**TASK BRIEF:** From the forum reply about console and Ansi codepages below, copy out word for word the passage that starts at the words "if (GetConsoleCP() != GetACP())" and ends after the words "if (dstlen)".

**EXTRACTED TEXT:**
☆ ☆ ☆

That depends on the system's Ansi codepage (ACP).

> Second, to avoid doing that all the time you should change the default
> OEM codepage to 1252. That can be done via an undocumented registry
> value. See <url:
> http://alfps.izfree.com/tutorials/w32cpptut/html/w32cpptut_01_02_06.html>.

This might be ok for *your* machine, but not the best solution for the
general case.

What you have to keep in mind is that there's the console input
codepage, and the system ACP - which may not be the same. The Ansi
versions of the Win32 API uses the ACP, and fopen eventually calls
CreateFileA(). So if the console input CP is different from the ACP,
then the input needs to be converted to the ACP:

#include <stdio.h>
#include <locale.h>
#include <windows.h>

int main()
{
char fn[1024];

const char *p;
FILE *pF;

/* not required for this example, but for consistency... */
setlocale(LC_ALL, "");

printf("incp = %u\n"
"outcp = %u\n"
"acp = %u\n",
GetConsoleCP(),
GetConsoleOutputCP(),
GetACP());

printf("filename: ");
gets(fn);

if (GetConsoleCP() != GetACP())
{
wchar_t wtmp[sizeof(fn)];
int srclen = strlen(fn);

/* "normalize" the input into Unicode */
int dstlen = MultiByteToWideChar(GetConsoleCP(), 0,
fn, srclen,
wtmp, sizeof(fn));
/* covert to ACP for fopen(), which
eventually calls CreateFileA() */
if (dstlen)
WideCharToMultiByte(GetACP(), 0,
wtmp, dstlen,
fn, sizeof(fn),
0, 0);
}

for (p = fn; *p; ++p)
printf("0x%X,", (unsigned int)(unsigned char)*p);
printf("\n");

pF = fopen(fn, "wb");

if (pF)
{
fprintf(pF, "xx");
fclose(pF);
}
else
printf("fopen failed\n");

return 0;
}

> Third, Windows ANSI narrow character set is better than what you had,
> but you really want to access command line arguments as Unicode, for a
> much wider range of characters. To do that you can either use the
> Windows API directly, GetCommandLineW and CommandLineToArgsW (if memory
> serves me right, check), or if your compiler supports it you can use
> wMain instead of main. The wMain thing is a Microsoft language
> extension. Hence, it probably only works with Visual C++, so I'd choose
> to use the Windows API -- it also gives better control.

☆ ☆ ☆

**DATASET EXCERPT:**
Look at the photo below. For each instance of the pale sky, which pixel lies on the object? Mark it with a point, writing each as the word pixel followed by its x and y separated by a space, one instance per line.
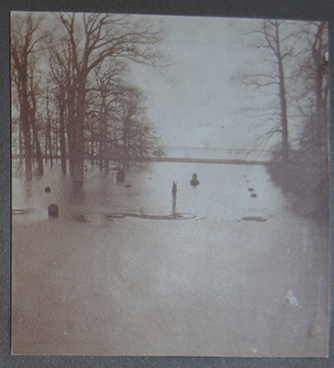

☆ ☆ ☆

**REPLY TO THE EXERCISE:**
if (GetConsoleCP() != GetACP())
{
wchar_t wtmp[sizeof(fn)];
int srclen = strlen(fn);

/* "normalize" the input into Unicode */
int dstlen = MultiByteToWideChar(GetConsoleCP(), 0,
fn, srclen,
wtmp, sizeof(fn));
/* covert to ACP for fopen(), which
eventually calls CreateFileA() */
if (dstlen)